(Bounding-box lines)
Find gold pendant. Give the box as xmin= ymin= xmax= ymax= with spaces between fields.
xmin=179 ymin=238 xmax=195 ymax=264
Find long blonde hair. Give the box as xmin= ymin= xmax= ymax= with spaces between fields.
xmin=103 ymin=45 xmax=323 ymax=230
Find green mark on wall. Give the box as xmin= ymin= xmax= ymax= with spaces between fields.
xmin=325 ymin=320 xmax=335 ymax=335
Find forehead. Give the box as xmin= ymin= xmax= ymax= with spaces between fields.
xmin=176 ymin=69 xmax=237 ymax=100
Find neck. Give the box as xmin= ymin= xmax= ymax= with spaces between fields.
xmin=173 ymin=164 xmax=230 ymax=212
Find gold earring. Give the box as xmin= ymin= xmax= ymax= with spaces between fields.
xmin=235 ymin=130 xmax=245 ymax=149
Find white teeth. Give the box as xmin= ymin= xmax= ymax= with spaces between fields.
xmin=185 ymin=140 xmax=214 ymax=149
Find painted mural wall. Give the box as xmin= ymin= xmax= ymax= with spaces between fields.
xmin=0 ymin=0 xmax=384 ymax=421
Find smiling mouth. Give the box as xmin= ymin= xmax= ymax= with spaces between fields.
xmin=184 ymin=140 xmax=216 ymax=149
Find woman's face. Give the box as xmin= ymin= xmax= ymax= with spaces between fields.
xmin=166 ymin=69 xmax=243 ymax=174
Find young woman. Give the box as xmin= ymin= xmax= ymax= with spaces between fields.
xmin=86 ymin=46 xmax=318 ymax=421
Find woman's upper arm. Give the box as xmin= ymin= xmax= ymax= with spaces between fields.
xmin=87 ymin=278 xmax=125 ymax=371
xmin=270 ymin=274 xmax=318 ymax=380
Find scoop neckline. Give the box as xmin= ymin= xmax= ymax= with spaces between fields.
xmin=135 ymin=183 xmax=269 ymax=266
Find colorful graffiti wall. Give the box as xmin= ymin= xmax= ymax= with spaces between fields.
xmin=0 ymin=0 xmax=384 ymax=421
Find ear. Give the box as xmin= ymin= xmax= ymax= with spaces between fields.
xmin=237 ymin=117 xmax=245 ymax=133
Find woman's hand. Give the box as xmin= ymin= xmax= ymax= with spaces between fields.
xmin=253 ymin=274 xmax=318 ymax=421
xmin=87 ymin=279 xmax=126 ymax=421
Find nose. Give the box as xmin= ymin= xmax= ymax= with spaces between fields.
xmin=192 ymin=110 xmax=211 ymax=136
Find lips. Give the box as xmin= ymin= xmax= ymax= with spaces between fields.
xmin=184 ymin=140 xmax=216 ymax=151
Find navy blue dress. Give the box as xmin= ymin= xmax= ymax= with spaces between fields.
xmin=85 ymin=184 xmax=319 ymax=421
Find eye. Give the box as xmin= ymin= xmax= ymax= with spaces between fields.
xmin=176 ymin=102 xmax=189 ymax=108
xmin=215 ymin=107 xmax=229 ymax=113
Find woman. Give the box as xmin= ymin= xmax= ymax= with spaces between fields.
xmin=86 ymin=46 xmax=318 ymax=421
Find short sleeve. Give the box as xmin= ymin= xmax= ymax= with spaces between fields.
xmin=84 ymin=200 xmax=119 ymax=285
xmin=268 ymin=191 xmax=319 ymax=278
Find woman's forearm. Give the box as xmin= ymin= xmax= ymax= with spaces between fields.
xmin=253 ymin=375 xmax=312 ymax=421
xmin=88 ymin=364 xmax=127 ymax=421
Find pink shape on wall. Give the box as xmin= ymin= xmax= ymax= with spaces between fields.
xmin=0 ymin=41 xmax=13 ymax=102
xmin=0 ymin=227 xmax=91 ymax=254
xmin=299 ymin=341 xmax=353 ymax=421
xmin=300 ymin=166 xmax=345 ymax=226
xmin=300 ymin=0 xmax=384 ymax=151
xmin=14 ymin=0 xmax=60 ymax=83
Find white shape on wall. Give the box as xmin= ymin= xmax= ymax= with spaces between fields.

# [Job]
Lay out all of the lines above as a numbered list, omitting any blank lines.

# [Answer to the exercise]
1. Find gold pendant. Give the box as xmin= ymin= xmax= ymax= with spaces between fields.
2. xmin=179 ymin=238 xmax=195 ymax=264
3. Find long blonde hair. Give the box as xmin= ymin= xmax= ymax= with spaces between fields.
4. xmin=103 ymin=45 xmax=323 ymax=230
5. Find green mark on wall. Give the box as xmin= ymin= xmax= ymax= with spaces between fields.
6. xmin=325 ymin=320 xmax=335 ymax=335
7. Find forehead. Give the box as xmin= ymin= xmax= ymax= with spaces between fields.
8. xmin=176 ymin=69 xmax=237 ymax=100
9. Find neck. Give the box as xmin= ymin= xmax= ymax= with spaces between fields.
10. xmin=173 ymin=164 xmax=230 ymax=212
11. Find gold earring. Give the box as xmin= ymin= xmax= ymax= with spaces between fields.
12. xmin=235 ymin=130 xmax=245 ymax=149
13. Find white teeth. Give the box as xmin= ymin= xmax= ymax= with spaces between fields.
14. xmin=185 ymin=140 xmax=214 ymax=149
15. Find painted mural wall. Give the box as xmin= ymin= xmax= ymax= with spaces between fields.
16. xmin=0 ymin=0 xmax=384 ymax=421
17. Find smiling mouth. Give the box as xmin= ymin= xmax= ymax= with spaces between fields.
18. xmin=184 ymin=140 xmax=216 ymax=149
19. Find woman's face. Give the box as xmin= ymin= xmax= ymax= with spaces between fields.
20. xmin=166 ymin=69 xmax=243 ymax=174
21. Find young woman. Give the box as xmin= ymin= xmax= ymax= with spaces between fields.
22. xmin=86 ymin=46 xmax=318 ymax=421
23. Find woman's upper arm. Give the box as xmin= ymin= xmax= ymax= with spaces between fields.
24. xmin=87 ymin=278 xmax=125 ymax=371
25. xmin=270 ymin=274 xmax=318 ymax=380
26. Find scoop neckline. Give the box as xmin= ymin= xmax= ymax= with spaces between fields.
27. xmin=135 ymin=183 xmax=269 ymax=266
28. Find colorful graffiti wall. Give the box as xmin= ymin= xmax= ymax= with spaces between fields.
29. xmin=0 ymin=0 xmax=384 ymax=421
30. Find ear. Give the box as xmin= ymin= xmax= ymax= with spaces between fields.
31. xmin=237 ymin=117 xmax=245 ymax=133
32. Find woman's hand. Give the box as xmin= ymin= xmax= ymax= with spaces between fields.
33. xmin=253 ymin=274 xmax=318 ymax=421
34. xmin=87 ymin=279 xmax=126 ymax=421
35. Find nose. Give the box as xmin= ymin= xmax= ymax= with spaces between fields.
36. xmin=192 ymin=110 xmax=211 ymax=136
37. Find lips. Give the box as xmin= ymin= xmax= ymax= with spaces between fields.
38. xmin=184 ymin=140 xmax=216 ymax=151
39. Find navy blue dress. Give the box as xmin= ymin= xmax= ymax= with spaces between fields.
40. xmin=85 ymin=184 xmax=319 ymax=421
41. Find eye. Give the box as xmin= ymin= xmax= ymax= with spaces between fields.
42. xmin=176 ymin=102 xmax=189 ymax=108
43. xmin=215 ymin=107 xmax=229 ymax=113
44. Find woman. Give the box as xmin= ymin= xmax= ymax= with spaces between fields.
45. xmin=86 ymin=46 xmax=318 ymax=421
46. Find short sleeve. Give the box as xmin= ymin= xmax= ymax= with spaces between fields.
47. xmin=84 ymin=200 xmax=119 ymax=285
48. xmin=268 ymin=191 xmax=319 ymax=278
49. Find woman's forearm. Give the box as xmin= ymin= xmax= ymax= with spaces between fields.
50. xmin=253 ymin=375 xmax=312 ymax=421
51. xmin=88 ymin=364 xmax=127 ymax=421
52. Find pink shape on wall. Give the box as xmin= ymin= xmax= ymax= with spaces between fields.
53. xmin=0 ymin=41 xmax=13 ymax=102
54. xmin=0 ymin=227 xmax=91 ymax=254
55. xmin=299 ymin=341 xmax=353 ymax=421
56. xmin=300 ymin=166 xmax=345 ymax=226
57. xmin=300 ymin=0 xmax=384 ymax=151
58. xmin=14 ymin=0 xmax=60 ymax=83
59. Find white shape on wall. Give the box as xmin= ymin= xmax= ymax= with spaces between fields.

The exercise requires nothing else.